● What is asked: Reproduce only the items starting at the line that contains "Target: rivet on backplate" and ending at the last line of the items, with both ends included.

----------------------------------------

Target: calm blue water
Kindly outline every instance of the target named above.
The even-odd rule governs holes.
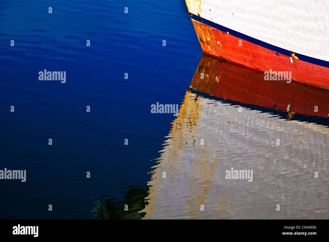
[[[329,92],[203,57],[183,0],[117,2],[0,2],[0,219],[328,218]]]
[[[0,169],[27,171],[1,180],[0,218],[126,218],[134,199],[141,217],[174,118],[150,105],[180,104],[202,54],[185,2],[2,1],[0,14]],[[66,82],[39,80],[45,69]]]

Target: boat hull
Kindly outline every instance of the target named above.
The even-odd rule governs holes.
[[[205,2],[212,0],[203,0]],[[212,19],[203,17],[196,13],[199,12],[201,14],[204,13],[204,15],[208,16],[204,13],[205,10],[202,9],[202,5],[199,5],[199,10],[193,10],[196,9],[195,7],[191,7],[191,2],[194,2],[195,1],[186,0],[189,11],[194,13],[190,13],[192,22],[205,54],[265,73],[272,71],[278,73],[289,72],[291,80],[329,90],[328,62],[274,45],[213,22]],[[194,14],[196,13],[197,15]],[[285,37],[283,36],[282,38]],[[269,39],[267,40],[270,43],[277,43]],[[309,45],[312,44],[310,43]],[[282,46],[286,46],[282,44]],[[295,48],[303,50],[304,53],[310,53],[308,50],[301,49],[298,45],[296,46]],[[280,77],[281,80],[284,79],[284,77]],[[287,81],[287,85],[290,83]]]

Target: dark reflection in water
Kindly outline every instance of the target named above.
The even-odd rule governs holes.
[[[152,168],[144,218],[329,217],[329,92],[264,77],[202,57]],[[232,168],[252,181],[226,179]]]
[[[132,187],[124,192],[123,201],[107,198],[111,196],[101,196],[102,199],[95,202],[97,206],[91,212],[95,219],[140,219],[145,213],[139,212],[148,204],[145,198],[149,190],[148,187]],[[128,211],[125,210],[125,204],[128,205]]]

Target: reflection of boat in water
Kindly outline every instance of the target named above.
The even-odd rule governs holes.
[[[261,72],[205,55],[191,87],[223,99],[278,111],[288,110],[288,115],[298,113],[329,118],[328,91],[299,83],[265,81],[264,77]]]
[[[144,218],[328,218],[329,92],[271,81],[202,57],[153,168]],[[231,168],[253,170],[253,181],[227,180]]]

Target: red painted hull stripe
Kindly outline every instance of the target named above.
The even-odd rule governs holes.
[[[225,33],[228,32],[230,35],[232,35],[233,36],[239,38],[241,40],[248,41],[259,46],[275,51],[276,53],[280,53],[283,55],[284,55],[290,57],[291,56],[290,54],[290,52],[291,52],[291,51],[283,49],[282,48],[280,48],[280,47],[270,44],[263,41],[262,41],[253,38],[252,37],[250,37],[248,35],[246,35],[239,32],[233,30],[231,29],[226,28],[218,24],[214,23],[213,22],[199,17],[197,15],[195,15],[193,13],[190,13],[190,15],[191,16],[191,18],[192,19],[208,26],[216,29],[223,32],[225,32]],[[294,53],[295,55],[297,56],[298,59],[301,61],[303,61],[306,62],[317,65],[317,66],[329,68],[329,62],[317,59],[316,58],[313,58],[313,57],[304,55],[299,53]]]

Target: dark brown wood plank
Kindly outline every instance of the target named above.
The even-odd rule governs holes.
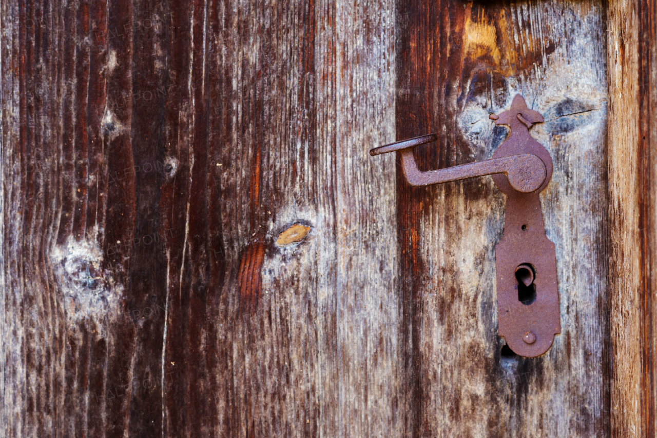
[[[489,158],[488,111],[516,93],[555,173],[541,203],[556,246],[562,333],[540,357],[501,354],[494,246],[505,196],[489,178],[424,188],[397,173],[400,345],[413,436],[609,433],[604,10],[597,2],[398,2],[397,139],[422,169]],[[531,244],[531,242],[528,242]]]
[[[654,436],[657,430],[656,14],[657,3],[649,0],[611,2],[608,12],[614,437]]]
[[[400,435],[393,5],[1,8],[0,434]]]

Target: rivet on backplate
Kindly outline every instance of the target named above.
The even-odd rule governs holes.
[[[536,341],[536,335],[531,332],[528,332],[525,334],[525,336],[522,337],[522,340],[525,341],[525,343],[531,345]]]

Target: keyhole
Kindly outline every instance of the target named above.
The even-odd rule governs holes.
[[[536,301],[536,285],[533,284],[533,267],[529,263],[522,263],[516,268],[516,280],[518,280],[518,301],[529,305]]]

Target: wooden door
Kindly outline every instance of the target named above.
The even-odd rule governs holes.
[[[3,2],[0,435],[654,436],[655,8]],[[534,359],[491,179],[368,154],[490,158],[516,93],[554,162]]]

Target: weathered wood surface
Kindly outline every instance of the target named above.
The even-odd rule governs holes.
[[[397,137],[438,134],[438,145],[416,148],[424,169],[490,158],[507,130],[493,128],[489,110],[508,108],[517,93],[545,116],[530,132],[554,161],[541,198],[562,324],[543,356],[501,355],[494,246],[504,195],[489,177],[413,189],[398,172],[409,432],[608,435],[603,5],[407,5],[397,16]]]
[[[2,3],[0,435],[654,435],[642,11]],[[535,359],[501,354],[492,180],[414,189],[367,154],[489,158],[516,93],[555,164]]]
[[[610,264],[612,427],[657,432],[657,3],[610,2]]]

----------------------------------------

● Exercise response:
Target: rivet on backplate
Kindly outline every instance of the target named above.
The even-odd rule governs holes.
[[[536,341],[536,335],[531,332],[528,332],[525,334],[525,336],[522,337],[522,340],[525,341],[525,343],[531,345]]]

Target: keyhole
Kindly outline every instance of the target named above.
The even-odd rule governs holes.
[[[536,301],[536,285],[533,284],[533,267],[529,263],[522,263],[516,268],[516,280],[518,280],[518,301],[529,305]]]

Target: wooden door
Kindly outline every instance of the target named above.
The even-odd rule governs holes.
[[[3,2],[0,435],[654,436],[655,8]],[[534,359],[491,179],[368,154],[490,158],[516,93],[554,162]]]

Target: weathered wood surface
Kindly outline every instance of the target named above.
The even-odd rule governs holes.
[[[397,137],[438,134],[438,145],[416,148],[424,169],[490,158],[507,130],[493,128],[489,110],[508,108],[517,93],[545,116],[530,132],[554,161],[541,198],[562,324],[543,356],[501,355],[494,246],[504,195],[489,177],[413,189],[398,172],[409,432],[608,435],[603,5],[407,5],[397,16]]]
[[[2,3],[0,435],[654,435],[642,11]],[[535,359],[501,354],[492,180],[414,189],[367,154],[489,158],[516,93],[555,164]]]
[[[610,264],[612,427],[657,432],[657,3],[610,2]]]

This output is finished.